## Consigne
Modifiez les lignes allant de celle qui contient "Task: point out the lace bodice" jusqu'à la fin des éléments : remplacez "bridal bouquet" par "wedding bouquet" et recopiez-les en laissant tout le reste inchangé.

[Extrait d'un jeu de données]
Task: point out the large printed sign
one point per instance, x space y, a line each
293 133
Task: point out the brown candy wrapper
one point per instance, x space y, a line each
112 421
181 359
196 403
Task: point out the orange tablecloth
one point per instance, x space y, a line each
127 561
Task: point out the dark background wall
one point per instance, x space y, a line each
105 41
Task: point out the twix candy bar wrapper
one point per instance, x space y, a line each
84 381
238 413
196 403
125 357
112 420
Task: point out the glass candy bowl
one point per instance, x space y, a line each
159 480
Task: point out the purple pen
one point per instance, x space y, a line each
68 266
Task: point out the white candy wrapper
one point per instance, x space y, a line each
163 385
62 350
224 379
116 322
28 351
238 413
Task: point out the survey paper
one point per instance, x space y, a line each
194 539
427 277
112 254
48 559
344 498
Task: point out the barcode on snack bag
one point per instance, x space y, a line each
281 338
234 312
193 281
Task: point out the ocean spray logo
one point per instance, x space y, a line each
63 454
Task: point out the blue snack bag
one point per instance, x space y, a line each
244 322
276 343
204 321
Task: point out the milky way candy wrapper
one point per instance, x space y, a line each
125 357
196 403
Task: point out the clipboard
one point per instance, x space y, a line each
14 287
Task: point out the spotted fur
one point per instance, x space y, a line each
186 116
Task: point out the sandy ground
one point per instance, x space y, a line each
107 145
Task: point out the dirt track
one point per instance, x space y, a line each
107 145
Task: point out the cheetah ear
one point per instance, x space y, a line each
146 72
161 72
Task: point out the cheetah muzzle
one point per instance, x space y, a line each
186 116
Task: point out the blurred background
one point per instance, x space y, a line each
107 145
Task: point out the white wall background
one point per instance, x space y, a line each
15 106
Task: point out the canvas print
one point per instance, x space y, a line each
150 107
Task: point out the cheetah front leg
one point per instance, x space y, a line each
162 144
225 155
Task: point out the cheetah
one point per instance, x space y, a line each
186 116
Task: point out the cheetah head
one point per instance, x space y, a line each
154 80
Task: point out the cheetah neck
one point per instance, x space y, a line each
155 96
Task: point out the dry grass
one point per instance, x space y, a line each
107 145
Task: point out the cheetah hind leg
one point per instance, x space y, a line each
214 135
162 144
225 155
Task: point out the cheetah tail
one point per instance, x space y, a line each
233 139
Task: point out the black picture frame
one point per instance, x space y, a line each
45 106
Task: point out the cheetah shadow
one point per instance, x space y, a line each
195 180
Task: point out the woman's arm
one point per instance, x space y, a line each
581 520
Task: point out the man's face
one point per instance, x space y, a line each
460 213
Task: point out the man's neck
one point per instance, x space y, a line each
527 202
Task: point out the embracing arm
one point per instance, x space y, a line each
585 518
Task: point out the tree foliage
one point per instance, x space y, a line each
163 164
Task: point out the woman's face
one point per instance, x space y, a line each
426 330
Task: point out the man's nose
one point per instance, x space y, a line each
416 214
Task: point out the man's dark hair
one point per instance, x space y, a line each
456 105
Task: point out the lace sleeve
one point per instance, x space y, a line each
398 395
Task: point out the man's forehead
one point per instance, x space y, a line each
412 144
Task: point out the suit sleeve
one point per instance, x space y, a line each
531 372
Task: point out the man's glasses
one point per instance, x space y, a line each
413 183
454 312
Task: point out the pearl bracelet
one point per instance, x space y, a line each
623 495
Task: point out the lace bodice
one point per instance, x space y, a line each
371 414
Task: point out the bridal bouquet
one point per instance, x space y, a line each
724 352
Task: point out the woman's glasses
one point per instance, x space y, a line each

## Réponse rédigée
Task: point out the lace bodice
one point per instance, x space y, a line each
371 414
Task: point out the wedding bouquet
one point per instance, x space y, a line each
724 352
Task: point out the woman's glasses
one point per instance, x space y, a line each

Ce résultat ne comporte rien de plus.